Recorded data:

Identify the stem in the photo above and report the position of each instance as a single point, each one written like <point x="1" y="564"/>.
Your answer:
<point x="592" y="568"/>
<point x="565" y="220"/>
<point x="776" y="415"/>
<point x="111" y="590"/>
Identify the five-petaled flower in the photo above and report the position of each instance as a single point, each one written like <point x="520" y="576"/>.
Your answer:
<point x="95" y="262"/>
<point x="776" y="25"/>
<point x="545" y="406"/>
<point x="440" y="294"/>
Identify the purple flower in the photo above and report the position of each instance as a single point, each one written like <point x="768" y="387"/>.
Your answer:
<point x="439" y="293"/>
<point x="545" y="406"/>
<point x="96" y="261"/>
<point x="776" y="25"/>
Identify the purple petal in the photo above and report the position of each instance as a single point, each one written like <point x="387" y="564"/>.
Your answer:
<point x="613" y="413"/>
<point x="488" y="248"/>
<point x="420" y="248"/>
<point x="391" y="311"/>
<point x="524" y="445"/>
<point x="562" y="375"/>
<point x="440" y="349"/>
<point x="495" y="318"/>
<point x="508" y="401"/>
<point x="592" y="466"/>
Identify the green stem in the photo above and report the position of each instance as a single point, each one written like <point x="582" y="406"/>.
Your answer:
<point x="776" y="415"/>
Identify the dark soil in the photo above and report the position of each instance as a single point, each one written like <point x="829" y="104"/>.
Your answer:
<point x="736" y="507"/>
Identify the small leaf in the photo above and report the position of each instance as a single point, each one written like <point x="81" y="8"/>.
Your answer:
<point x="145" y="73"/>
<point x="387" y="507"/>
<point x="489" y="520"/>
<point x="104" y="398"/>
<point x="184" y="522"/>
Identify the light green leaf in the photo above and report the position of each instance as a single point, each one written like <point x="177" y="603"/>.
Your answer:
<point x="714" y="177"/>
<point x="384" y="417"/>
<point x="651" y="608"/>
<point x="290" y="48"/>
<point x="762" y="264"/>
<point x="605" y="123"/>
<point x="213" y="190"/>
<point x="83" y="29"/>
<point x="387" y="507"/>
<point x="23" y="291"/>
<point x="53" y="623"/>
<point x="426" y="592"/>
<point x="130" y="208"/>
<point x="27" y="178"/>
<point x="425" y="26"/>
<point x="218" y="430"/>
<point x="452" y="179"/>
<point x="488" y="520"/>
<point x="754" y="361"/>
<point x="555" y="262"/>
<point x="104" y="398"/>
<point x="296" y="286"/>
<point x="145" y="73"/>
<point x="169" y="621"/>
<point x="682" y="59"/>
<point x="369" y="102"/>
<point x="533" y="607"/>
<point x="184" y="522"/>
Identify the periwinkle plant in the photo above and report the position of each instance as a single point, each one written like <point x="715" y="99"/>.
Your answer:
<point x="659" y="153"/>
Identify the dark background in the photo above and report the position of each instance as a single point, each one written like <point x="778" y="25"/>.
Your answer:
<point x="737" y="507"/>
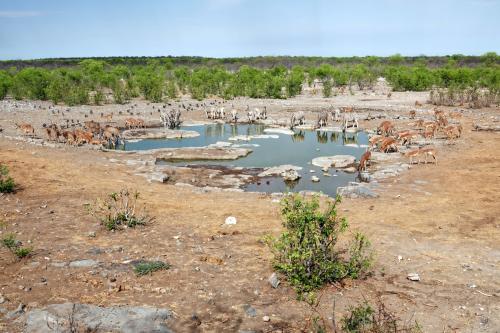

Problem – A word-for-word copy of the records above is needed, pictures excluded.

Written response –
Identify the stem in the photo above and report the position of each instance as a single point, each one written like <point x="1" y="564"/>.
Your answer:
<point x="592" y="568"/>
<point x="565" y="220"/>
<point x="776" y="415"/>
<point x="111" y="590"/>
Identify the five-petaled flower in the photo above and report the position of each instance as a single point, each one written like <point x="520" y="576"/>.
Your answer:
<point x="95" y="262"/>
<point x="776" y="25"/>
<point x="545" y="406"/>
<point x="440" y="294"/>
Identify the purple flower in the photo above and report the position of each instance as a single point, each one written like <point x="768" y="387"/>.
Your answer:
<point x="439" y="293"/>
<point x="545" y="406"/>
<point x="96" y="261"/>
<point x="776" y="25"/>
Identify the purple petal in the photo above and report the position of each instance as a single point, each one written like <point x="387" y="564"/>.
Your answer:
<point x="613" y="413"/>
<point x="488" y="248"/>
<point x="420" y="248"/>
<point x="391" y="311"/>
<point x="524" y="445"/>
<point x="562" y="375"/>
<point x="440" y="349"/>
<point x="495" y="318"/>
<point x="508" y="401"/>
<point x="592" y="466"/>
Identify the green stem in the photo above and report the position of each instance as a single point, each one written like <point x="582" y="406"/>.
Your answer:
<point x="776" y="415"/>
Identify the dark soil in the photo above and report the position of each instance as a single point, each one written like <point x="829" y="104"/>.
Your answer:
<point x="736" y="507"/>
Identify the small leaf in the photo above and report the position of each instance as a single point, each one written like <point x="81" y="8"/>.
Your answer:
<point x="145" y="73"/>
<point x="387" y="507"/>
<point x="489" y="520"/>
<point x="104" y="398"/>
<point x="184" y="522"/>
Identify the light green leaf in the photo above and report the position of each instance as a single point, each one written like <point x="177" y="603"/>.
Your answer:
<point x="714" y="177"/>
<point x="384" y="417"/>
<point x="651" y="608"/>
<point x="290" y="48"/>
<point x="762" y="264"/>
<point x="605" y="123"/>
<point x="213" y="190"/>
<point x="83" y="29"/>
<point x="387" y="507"/>
<point x="23" y="291"/>
<point x="53" y="623"/>
<point x="426" y="592"/>
<point x="130" y="208"/>
<point x="27" y="178"/>
<point x="425" y="26"/>
<point x="218" y="430"/>
<point x="452" y="179"/>
<point x="488" y="520"/>
<point x="754" y="361"/>
<point x="555" y="262"/>
<point x="104" y="398"/>
<point x="296" y="286"/>
<point x="145" y="73"/>
<point x="169" y="621"/>
<point x="682" y="59"/>
<point x="369" y="102"/>
<point x="533" y="607"/>
<point x="184" y="522"/>
Identify the periwinkle plant in the photo above and report the position of each instance as a single point, each one written like <point x="715" y="99"/>.
Your answer:
<point x="659" y="153"/>
Identify the dark background in the photo above and report the position of each instance as a single point, each one written like <point x="778" y="25"/>.
Your answer:
<point x="737" y="507"/>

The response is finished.